課題 a ::
下の本文で紹介されている本の書名をすべて挙げよ。

※ ※ ※

夏が舞台の小説 大阪・大阪青凌高校図書委員会

 

しおりや図書館に貼るポスターを作
ったり、ポップなどでオススメの本を
紹介したりしています。

 

 

 

夏と花火と私の死体
 乙一著(集英社文庫、420円)

 

◆死体の「わたし」が語る

ある夏の日の夕暮れ。9歳の私は、親友だった弥生ちゃんに殺された。私の死体は弥生ちゃんとそのお兄ちゃんの健くんによって隠される。そして、小学生の弥生ちゃんと健くんに、あらゆる危機が迫る。死体が「わたし」という一人称で語られているという、不思議で今までになかった感じや、子どもたちの繊細な心の描写により、読者に緊張感が伝わってくる。(阿江香菜子さん・2年)

 

あしながおじさん
 ジーン・ウェブスター著、岩本正恵訳(新潮文庫、520円)

 

◆親の愛情を知る夏

孤児の少女が、顔も分からないあしながおじさんに支援してもらい、大学へ行く話だ。私が一番好きなのは、主人公が友人の家に夏休みに遊びに行った場面。親を知らない孤児の主人公が手伝いの一環でヒツジの世話をしたり、料理を作ったり。そこで、友達の親に親切にしてもらい、親の愛情を感じることができ、普通に親がいる生活を知って、うれしい気持ちになる。(近藤晴子さん・1年)

 

学校の怪談
 岡崎弘明著(集英社文庫、400円)

 

◆夏といえば怪談

終業式の夜。取り壊しが決まった旧校舎に、先生と生徒たちが閉じ込められてしまう。旧校舎での恐ろしい怪談が現実となり、彼らを襲う。この話の中で登場する「恐ろしい怪談」は、どれも細かく作り込まれている。日常から非日常へと変わる描写は読んでいて、まさにそこに自分がいるように感じられた。(山口貴史君・2年)

※ ※ ※

課題 b ::
下の項目のうち、「insect」という語を含む行をすべて示せ。

※ ※ ※

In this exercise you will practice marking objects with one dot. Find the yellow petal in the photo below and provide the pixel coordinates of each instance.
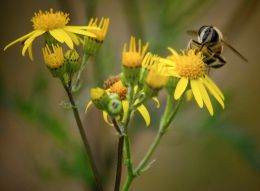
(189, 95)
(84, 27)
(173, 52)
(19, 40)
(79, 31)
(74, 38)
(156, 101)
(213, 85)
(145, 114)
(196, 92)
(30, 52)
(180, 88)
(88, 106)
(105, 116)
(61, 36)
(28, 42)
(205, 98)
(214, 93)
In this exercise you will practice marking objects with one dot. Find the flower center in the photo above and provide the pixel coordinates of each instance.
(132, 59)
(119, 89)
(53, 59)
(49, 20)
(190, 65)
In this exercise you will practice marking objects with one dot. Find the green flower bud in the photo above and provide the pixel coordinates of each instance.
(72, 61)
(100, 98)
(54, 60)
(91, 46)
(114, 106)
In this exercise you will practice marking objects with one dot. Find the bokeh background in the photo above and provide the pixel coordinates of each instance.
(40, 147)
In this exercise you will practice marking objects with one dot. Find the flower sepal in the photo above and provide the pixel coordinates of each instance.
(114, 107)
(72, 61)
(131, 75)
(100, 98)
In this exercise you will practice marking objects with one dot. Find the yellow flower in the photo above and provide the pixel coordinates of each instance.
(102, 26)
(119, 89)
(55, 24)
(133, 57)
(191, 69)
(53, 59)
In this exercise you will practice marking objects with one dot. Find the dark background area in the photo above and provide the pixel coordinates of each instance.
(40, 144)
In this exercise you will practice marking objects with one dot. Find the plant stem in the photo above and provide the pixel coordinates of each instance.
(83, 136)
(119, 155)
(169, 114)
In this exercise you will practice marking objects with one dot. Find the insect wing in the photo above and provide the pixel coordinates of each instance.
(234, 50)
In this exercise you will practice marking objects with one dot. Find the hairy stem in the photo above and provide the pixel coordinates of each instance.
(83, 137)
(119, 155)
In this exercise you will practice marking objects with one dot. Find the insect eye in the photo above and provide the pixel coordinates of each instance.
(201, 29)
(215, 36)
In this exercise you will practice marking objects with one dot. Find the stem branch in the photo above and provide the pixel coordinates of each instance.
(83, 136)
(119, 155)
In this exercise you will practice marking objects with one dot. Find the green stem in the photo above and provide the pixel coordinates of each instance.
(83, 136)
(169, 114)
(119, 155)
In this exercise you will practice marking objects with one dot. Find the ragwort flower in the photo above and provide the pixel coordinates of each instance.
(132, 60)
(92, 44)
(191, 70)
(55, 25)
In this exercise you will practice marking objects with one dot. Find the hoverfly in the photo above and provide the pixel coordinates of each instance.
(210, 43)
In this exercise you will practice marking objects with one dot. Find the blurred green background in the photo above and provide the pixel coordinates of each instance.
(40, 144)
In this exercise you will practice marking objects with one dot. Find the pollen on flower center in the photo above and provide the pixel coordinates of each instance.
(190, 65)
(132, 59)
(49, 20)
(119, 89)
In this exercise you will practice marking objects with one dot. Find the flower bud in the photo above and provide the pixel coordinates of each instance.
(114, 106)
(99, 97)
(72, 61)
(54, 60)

※ ※ ※

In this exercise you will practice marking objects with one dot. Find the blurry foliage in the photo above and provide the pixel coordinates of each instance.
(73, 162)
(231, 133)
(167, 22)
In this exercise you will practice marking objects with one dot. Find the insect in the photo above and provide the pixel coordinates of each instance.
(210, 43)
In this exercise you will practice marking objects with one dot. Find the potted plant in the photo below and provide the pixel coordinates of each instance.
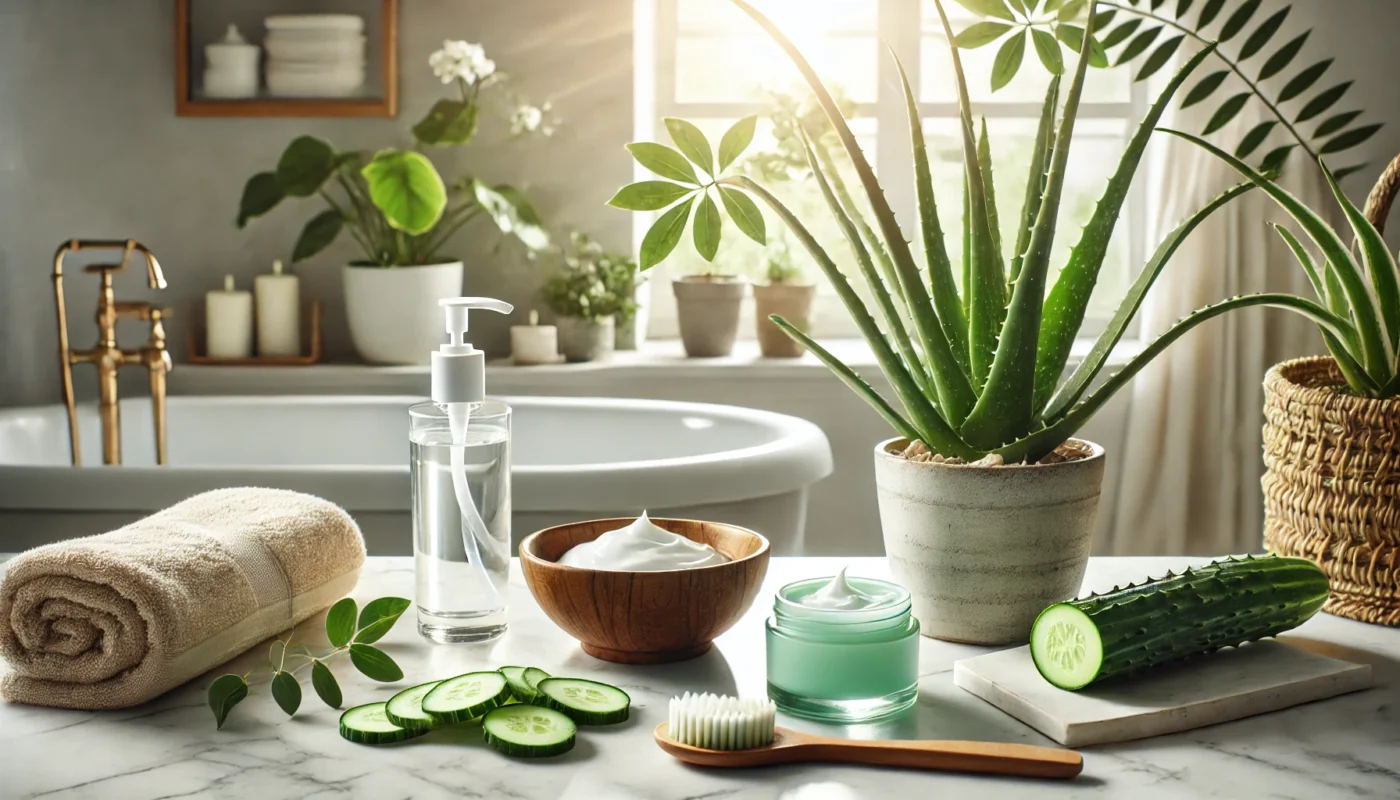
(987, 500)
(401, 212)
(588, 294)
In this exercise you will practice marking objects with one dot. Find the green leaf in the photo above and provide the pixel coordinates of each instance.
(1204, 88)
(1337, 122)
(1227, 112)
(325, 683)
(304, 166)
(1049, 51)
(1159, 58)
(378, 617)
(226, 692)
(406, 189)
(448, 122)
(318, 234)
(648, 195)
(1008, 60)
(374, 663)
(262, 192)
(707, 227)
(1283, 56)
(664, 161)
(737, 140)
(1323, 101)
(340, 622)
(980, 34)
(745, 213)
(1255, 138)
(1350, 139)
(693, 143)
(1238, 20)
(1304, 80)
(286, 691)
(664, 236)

※ ※ ※

解答 a ::
夏と花火と私の死体
あしながおじさん
学校の怪談

解答 b ::
In this exercise you will practice marking objects with one dot. Find the insect wing in the photo above and provide the pixel coordinates of each instance.
In this exercise you will practice marking objects with one dot. Find the insect eye in the photo above and provide the pixel coordinates of each instance.
In this exercise you will practice marking objects with one dot. Find the insect in the photo above and provide the pixel coordinates of each instance.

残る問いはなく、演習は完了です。